**Goal A**. Extract every line of the listing that contains the string "target", matching its case exactly.

**Excerpt to read**.
Today Air Quality Monitoring is mostly done with stations that do long term monitoring at fixed location. Although the equipment often is mounted in containers which can be relocated (Figs. 1 and 2), there is a need to have undisturbed series of measurements over a long period of time that allow to exclude location based effects from the measurement campaign.

Fig. 1.
figure 1

A typical AQ monitoring fixed station (All images from fixed stations are courtesy of Authorities federal state of Upper Austria.)

Fig. 2.
figure 2

A set of analyzers as they are typically found in a fixed station

The traditional air quality measurement infrastructure can therefore be extended to obtain a higher spatial resolution by using a larger number of mobile wearable sensor nodes for environmental monitoring (Fig. 3).

Fig. 3.
figure 3

Wearable sensors for air quality monitoring (Wearable sensors and smartphone application for air quality monitoring developed at University of Zagreb, Faculty of Electrical Engineering and Computing, Zagreb, Croatia.)

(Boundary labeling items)
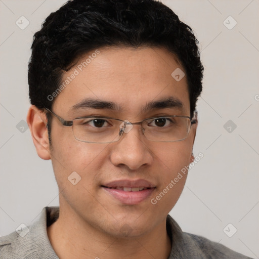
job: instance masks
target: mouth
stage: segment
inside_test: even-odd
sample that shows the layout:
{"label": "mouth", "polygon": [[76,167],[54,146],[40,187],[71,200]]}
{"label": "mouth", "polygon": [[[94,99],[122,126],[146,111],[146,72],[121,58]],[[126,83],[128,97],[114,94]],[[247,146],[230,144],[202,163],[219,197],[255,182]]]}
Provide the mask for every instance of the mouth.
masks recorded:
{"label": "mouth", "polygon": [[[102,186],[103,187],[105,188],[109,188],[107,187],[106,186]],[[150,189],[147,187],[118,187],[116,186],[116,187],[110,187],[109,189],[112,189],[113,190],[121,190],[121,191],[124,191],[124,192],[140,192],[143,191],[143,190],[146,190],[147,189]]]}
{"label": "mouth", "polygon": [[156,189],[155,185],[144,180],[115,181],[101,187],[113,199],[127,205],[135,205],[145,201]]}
==
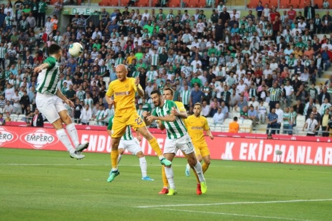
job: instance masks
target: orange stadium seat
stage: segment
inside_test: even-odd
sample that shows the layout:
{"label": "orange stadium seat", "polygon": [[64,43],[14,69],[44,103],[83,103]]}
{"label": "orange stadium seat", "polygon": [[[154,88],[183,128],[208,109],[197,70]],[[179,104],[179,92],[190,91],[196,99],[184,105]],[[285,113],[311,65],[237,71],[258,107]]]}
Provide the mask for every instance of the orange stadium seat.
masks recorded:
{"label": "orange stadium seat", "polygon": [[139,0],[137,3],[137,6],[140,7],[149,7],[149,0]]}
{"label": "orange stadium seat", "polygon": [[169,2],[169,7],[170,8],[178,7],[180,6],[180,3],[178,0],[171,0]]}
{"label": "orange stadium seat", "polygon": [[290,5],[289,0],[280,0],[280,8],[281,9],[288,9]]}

**Goal B**. According to the air quality monitoring excerpt, where were the wearable sensors and smartphone application developed?

**Correct output A**.
target: mouth
target: orange stadium seat

**Correct output B**. At the University of Zagreb, Faculty of Electrical Engineering and Computing, in Zagreb, Croatia.